■ **DESCRIPTION OF THE TASK**
Answer these questions from the API access instructions:
(a) How is the API access token normally delivered?
(b) Into which input field is the token entered after clicking Authorize?
(c) What might errors mean about the token?

#### SOURCE PASSAGE

For all these examples you will need you API access token which will be normally emailed to you when you start your trial or subscription. The token will be a hexidecimal string (e.g. 0607107d6165e994e0c3c5b470c93cb801f6180a). You can obtain a free trial token here.

Web

  • Go to WebCookies.org API Swagger
  • Click the Authorize button in the right top corner
  • Enter Token 0607107d6165e994e0c3c5b470c93cb801f6180a in the api_key input field and click Authorize
  • You are now authorized and all API methods with their documentation are displayed
  • For quick start, look at the /api2/urls/ method and try it with an URL of your choice

If you get errors your token may be not yet or no longer valid. Please contact us for support.

########
#### INFORMATION SHOWN

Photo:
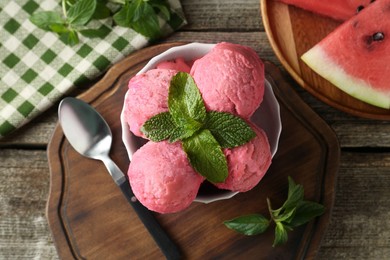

########

■ **FULL SOLUTION**
(a) It is normally emailed when you start your trial or subscription.
(b) The api_key input field.
(c) The token may not yet be valid, or may no longer be valid.